→ What you should do: Among the entries below, find the line with "Target: child's hood", then quote it and each following line up to and including the line with "of the calm", and nothing else.

Point-per-instance localization data
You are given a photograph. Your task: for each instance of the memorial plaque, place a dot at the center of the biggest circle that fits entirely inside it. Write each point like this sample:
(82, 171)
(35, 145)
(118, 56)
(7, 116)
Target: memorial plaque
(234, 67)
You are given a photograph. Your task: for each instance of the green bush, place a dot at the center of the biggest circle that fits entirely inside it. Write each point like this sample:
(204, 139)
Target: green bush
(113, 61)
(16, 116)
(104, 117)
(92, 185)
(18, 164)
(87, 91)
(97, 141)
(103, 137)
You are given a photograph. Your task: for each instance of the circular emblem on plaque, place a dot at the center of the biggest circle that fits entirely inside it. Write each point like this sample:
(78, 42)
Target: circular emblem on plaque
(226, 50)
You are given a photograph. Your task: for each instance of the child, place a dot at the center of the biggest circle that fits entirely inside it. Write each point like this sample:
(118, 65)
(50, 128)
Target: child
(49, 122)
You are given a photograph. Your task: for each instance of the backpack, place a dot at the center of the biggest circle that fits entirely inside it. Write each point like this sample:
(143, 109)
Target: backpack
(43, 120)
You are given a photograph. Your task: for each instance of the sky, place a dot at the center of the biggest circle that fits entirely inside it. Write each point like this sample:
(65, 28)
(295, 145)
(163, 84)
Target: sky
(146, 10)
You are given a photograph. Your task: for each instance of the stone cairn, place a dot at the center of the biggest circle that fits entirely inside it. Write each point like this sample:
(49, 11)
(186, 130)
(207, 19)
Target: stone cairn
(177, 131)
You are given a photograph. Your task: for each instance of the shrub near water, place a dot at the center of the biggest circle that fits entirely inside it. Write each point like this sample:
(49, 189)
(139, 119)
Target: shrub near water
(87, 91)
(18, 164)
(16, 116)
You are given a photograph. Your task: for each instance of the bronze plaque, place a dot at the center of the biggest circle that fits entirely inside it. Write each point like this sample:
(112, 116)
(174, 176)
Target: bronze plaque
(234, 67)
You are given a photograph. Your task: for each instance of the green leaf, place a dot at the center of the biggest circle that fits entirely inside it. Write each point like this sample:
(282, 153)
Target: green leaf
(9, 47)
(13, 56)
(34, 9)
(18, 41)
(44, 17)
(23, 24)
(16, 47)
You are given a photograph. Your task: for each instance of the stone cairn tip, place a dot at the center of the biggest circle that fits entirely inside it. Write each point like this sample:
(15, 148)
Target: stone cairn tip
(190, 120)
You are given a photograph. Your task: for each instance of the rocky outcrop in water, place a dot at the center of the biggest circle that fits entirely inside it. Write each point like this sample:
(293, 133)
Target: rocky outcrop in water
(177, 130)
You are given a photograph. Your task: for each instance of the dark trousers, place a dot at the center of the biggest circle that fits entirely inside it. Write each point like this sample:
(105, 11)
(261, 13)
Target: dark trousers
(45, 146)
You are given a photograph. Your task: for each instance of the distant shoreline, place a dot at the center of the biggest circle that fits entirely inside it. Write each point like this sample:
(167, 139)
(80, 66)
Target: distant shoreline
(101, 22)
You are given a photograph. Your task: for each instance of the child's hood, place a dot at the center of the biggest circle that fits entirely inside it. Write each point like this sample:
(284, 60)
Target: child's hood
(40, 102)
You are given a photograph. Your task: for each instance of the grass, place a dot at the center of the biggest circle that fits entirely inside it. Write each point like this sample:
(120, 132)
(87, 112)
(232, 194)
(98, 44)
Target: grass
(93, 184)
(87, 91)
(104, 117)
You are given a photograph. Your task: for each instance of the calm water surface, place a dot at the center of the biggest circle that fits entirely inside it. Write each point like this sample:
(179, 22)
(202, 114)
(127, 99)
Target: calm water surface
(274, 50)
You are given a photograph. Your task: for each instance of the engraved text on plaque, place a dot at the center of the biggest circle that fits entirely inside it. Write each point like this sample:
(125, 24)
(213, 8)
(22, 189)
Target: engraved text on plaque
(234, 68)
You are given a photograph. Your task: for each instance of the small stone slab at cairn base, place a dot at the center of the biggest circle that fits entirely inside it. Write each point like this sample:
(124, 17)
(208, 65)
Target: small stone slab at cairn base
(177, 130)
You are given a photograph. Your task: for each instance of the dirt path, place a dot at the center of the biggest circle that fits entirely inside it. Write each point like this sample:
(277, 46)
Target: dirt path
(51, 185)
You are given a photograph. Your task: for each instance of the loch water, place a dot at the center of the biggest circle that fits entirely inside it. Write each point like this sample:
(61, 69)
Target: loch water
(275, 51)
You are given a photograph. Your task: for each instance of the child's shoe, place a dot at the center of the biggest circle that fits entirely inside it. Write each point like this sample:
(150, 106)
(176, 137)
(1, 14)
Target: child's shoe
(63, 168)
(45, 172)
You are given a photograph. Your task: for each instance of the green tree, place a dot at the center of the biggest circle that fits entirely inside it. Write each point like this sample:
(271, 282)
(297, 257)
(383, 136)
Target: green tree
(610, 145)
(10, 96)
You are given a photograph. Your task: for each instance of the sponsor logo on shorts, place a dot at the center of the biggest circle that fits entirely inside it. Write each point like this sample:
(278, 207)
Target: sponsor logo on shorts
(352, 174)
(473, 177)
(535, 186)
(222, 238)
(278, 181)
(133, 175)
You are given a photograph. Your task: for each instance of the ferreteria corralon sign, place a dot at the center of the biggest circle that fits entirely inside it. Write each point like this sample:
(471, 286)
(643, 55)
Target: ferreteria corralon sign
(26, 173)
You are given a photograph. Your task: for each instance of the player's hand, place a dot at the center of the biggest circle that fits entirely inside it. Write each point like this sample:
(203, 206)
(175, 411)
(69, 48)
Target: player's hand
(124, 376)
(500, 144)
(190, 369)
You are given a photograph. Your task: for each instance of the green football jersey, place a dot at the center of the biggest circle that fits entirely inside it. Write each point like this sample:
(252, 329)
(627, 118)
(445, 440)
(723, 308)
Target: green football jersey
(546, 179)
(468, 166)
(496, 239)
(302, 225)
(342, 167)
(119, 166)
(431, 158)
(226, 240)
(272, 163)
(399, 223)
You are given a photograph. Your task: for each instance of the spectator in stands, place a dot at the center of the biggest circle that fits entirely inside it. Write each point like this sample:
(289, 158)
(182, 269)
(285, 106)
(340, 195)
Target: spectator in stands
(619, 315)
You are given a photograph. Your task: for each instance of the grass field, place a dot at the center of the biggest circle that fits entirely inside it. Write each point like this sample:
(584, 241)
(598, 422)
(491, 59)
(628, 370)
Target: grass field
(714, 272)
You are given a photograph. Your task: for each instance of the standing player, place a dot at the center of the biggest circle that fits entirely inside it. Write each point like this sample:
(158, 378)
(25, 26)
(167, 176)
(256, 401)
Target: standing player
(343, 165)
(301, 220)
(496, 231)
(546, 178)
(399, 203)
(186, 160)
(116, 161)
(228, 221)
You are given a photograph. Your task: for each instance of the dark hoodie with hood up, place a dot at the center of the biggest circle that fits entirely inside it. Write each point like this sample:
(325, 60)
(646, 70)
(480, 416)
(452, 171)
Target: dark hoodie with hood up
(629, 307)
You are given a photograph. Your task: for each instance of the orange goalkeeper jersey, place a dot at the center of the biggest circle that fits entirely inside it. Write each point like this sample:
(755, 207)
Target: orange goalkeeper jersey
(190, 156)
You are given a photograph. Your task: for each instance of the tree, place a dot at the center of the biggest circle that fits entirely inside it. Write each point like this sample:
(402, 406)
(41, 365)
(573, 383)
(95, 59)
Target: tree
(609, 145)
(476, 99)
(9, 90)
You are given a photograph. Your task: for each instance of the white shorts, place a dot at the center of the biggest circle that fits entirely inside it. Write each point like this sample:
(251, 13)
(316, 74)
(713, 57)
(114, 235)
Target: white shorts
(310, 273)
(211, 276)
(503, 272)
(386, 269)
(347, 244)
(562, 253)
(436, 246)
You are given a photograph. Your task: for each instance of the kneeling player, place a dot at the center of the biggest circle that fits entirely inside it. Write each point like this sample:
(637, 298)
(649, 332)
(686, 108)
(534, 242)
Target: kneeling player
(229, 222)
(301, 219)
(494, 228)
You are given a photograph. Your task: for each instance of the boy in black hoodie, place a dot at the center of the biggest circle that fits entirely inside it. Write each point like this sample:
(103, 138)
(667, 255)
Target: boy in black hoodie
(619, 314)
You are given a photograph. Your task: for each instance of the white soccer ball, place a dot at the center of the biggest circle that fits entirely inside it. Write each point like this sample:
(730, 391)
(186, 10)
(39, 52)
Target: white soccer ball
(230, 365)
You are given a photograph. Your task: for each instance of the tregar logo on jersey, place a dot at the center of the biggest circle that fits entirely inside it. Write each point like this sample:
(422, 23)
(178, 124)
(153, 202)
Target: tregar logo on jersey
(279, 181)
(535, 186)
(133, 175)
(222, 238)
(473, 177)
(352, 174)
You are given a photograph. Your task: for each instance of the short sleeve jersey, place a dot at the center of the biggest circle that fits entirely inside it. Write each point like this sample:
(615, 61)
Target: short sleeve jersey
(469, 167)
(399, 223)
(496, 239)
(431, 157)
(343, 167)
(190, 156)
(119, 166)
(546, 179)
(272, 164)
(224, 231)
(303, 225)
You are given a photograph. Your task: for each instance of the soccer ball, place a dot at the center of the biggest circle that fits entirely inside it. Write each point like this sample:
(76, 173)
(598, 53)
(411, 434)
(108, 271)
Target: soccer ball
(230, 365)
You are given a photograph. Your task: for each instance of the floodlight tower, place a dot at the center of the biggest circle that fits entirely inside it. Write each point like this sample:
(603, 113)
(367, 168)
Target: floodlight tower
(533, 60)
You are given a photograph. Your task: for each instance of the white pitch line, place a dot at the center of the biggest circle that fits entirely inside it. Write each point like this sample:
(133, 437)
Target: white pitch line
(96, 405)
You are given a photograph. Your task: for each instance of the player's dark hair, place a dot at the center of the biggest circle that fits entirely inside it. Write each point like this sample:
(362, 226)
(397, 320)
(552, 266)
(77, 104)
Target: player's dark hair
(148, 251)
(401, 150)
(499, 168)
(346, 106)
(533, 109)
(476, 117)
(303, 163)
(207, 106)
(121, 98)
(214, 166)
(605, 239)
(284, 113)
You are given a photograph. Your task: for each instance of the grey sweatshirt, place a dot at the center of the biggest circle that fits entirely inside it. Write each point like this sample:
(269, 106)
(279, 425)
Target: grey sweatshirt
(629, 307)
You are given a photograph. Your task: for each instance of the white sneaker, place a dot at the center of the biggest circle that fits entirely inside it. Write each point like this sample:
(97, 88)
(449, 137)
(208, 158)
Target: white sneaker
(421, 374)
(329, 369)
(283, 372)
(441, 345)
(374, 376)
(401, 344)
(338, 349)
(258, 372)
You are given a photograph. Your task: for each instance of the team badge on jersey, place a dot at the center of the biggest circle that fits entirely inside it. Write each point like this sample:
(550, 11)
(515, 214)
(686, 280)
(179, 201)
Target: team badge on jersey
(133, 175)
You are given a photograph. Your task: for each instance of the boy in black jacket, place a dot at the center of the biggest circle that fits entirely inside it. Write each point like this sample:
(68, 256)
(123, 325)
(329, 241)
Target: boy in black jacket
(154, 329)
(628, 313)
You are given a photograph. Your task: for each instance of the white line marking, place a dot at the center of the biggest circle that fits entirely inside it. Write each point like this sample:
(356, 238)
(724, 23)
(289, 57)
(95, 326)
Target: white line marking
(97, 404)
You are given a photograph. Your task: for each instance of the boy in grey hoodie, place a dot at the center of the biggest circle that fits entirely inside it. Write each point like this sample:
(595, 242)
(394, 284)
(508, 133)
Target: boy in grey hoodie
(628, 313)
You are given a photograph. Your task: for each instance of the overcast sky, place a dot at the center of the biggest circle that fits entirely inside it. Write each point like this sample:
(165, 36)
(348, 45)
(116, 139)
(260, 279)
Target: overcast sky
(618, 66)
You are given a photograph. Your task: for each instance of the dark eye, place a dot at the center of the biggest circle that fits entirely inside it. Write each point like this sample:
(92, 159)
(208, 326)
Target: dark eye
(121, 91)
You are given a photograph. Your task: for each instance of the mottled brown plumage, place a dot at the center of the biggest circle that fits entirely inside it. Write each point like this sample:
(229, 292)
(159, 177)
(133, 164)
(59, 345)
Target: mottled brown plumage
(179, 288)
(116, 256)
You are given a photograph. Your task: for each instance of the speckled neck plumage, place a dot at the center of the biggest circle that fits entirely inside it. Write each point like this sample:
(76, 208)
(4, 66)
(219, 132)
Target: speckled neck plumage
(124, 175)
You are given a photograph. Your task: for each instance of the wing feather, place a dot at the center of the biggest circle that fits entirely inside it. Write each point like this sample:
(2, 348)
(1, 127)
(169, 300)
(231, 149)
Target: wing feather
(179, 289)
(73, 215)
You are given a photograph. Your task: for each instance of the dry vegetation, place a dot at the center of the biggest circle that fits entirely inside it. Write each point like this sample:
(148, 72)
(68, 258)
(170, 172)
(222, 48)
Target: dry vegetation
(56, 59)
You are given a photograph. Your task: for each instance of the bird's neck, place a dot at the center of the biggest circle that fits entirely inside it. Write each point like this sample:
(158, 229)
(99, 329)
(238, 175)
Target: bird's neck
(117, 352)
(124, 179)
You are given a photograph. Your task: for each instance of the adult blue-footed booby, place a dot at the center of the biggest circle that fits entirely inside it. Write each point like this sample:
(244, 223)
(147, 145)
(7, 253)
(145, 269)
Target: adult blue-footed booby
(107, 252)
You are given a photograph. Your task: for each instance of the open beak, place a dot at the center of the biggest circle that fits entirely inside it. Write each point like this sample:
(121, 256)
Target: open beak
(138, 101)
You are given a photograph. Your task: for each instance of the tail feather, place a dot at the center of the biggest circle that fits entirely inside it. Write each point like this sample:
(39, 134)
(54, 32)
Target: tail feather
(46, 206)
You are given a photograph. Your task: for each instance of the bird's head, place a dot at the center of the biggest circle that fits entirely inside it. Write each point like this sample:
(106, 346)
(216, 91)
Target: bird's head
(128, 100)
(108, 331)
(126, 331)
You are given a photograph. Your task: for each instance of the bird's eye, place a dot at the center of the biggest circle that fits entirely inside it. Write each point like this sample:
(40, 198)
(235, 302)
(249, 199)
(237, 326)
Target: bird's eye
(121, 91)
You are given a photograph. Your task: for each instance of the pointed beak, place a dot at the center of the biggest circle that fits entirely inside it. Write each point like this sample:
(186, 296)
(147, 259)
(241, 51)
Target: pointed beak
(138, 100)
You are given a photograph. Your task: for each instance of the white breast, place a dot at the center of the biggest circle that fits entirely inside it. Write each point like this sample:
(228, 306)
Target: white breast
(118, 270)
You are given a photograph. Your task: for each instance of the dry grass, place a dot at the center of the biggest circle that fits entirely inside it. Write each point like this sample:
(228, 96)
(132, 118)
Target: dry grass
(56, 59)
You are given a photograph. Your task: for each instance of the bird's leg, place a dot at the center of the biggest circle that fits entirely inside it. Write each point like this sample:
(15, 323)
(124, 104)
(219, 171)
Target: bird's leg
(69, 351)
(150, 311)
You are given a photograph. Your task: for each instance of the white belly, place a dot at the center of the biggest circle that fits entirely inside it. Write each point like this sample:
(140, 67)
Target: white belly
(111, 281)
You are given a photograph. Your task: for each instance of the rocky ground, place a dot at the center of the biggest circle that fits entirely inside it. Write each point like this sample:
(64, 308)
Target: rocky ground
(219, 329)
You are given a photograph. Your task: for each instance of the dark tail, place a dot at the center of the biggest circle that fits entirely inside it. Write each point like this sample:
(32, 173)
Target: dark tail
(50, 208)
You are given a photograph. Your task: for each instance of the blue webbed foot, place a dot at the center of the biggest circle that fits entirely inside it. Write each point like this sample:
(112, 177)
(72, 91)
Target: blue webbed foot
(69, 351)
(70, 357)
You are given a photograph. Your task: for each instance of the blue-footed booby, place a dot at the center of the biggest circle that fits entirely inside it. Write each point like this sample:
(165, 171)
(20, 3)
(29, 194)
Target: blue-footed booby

→ Solved problem:
Target: child's hood
(40, 102)
You are given a photograph. Your task: for each instance of the grass, place a dot at the center of the biggest circle that fits entirely inside it. Write each point like this sample:
(120, 132)
(87, 112)
(232, 194)
(98, 44)
Target: grass
(93, 184)
(87, 91)
(104, 117)
You are given a photograph. Your task: for each instance of the calm water surface, place a dot at the center of the biggest circle that fits entirely inside it. Write each point like this sample:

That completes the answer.